## WHAT THE EXERCISE ASKS
Starting at the line that contains "Each instance of the grass" and continuing through the last of the records, rename "outline" to "boundary". Give back only those lines, with nothing else changed.

(Named region outline records)
····················
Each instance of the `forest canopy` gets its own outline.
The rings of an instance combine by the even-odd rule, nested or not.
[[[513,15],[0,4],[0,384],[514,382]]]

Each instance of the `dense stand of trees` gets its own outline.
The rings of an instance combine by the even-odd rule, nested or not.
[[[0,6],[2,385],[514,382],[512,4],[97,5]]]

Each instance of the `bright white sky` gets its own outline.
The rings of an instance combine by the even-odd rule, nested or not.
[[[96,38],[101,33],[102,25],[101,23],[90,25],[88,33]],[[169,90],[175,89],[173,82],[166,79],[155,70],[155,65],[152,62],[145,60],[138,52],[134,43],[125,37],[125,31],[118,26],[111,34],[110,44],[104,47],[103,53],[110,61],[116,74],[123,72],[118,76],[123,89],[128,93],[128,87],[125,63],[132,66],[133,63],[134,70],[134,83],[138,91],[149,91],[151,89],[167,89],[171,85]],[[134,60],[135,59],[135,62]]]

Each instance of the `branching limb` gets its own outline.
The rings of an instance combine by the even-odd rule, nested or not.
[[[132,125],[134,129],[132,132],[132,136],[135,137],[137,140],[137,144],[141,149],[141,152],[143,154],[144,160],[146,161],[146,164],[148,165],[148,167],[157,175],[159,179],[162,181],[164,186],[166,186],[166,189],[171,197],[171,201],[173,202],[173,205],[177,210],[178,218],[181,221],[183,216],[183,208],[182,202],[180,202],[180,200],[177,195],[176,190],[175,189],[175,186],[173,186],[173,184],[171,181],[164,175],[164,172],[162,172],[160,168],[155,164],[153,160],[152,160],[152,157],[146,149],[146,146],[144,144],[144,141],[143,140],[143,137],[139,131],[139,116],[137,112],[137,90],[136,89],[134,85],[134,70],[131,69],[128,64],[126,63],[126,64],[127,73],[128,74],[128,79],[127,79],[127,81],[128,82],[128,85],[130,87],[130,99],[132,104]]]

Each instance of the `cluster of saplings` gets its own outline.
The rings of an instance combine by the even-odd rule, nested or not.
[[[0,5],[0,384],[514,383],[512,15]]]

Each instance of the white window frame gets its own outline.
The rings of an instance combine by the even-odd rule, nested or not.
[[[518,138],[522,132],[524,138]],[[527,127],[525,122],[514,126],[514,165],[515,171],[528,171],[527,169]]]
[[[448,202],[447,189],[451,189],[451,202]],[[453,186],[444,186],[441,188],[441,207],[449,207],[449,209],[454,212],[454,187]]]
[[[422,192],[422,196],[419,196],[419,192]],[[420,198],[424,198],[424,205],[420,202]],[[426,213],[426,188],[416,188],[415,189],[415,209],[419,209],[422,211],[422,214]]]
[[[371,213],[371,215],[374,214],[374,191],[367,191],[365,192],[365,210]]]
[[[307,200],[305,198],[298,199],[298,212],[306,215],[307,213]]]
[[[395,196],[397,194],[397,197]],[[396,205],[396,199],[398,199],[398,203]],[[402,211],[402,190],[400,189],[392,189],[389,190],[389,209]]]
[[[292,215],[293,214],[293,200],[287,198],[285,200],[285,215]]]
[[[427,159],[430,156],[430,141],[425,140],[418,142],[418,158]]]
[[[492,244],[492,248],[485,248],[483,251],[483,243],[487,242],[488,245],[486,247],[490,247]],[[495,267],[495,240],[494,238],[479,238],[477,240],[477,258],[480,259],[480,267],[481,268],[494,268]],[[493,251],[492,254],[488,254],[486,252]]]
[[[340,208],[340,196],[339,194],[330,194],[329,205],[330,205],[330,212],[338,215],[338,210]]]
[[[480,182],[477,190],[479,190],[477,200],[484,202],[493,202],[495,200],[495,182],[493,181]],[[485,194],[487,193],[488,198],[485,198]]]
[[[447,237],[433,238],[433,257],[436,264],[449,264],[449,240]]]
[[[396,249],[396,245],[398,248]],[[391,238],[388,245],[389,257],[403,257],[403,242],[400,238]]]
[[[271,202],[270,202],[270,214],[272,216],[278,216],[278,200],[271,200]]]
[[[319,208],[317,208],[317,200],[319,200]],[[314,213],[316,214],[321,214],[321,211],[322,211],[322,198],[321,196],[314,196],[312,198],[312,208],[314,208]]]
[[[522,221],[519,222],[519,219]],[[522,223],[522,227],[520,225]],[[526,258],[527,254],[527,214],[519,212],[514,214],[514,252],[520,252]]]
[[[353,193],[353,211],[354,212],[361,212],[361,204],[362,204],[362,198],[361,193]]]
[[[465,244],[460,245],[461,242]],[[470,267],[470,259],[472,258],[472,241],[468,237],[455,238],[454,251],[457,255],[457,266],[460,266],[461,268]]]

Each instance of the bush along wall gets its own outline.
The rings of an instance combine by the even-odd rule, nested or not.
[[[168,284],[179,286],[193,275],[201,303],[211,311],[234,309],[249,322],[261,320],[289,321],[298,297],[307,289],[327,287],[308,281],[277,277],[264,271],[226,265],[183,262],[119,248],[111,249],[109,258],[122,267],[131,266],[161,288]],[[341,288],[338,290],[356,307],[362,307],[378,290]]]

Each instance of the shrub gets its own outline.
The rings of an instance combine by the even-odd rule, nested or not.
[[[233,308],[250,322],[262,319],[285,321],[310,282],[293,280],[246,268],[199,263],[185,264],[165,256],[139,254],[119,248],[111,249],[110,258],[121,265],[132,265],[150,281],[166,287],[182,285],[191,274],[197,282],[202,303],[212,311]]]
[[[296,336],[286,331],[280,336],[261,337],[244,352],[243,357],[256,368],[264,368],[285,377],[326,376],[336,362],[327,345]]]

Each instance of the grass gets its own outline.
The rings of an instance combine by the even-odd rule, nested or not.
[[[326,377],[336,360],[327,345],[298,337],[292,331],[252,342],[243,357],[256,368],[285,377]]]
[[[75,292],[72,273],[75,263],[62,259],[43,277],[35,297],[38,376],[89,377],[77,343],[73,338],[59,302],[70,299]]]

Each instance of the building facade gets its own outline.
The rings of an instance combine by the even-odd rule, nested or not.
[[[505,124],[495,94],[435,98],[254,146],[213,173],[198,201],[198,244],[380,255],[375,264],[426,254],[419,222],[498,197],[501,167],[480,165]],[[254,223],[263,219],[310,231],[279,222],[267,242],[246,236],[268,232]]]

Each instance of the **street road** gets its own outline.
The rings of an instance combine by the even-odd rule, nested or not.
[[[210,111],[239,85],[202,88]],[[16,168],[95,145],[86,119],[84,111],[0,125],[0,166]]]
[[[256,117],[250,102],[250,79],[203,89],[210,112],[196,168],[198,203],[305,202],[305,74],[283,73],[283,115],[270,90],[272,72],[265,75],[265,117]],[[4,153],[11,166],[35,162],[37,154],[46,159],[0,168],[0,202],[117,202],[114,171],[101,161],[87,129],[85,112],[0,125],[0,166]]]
····················
## FINAL ANSWER
Each instance of the grass gets its own boundary.
The rings of an instance combine by the even-odd rule, nested or not.
[[[326,377],[336,360],[327,345],[298,337],[292,331],[252,342],[243,357],[256,368],[285,377]]]
[[[75,292],[72,273],[75,263],[62,259],[43,277],[35,297],[38,376],[89,377],[77,343],[73,338],[59,302],[70,299]]]

Each instance of the building facade gets its own boundary.
The rings of an instance combine by the even-odd rule, nested or not.
[[[505,124],[495,94],[435,98],[254,146],[213,173],[198,201],[198,244],[380,255],[375,264],[426,254],[419,222],[498,197],[501,167],[480,165]],[[254,223],[263,219],[310,231],[279,222],[267,242],[246,236],[268,232]]]

Each instance of the **street road** gets its own boundary.
The rings of an instance combine by the even-odd rule, nested or not.
[[[210,111],[239,85],[202,88]],[[16,168],[95,145],[86,119],[84,111],[0,125],[0,166]]]
[[[256,117],[250,102],[250,79],[203,89],[210,112],[196,168],[198,203],[305,202],[305,74],[283,73],[283,115],[270,90],[272,72],[265,75],[265,117]],[[4,153],[11,166],[35,162],[37,154],[46,159],[0,168],[0,202],[117,202],[114,171],[101,161],[87,129],[85,112],[0,125],[0,166]]]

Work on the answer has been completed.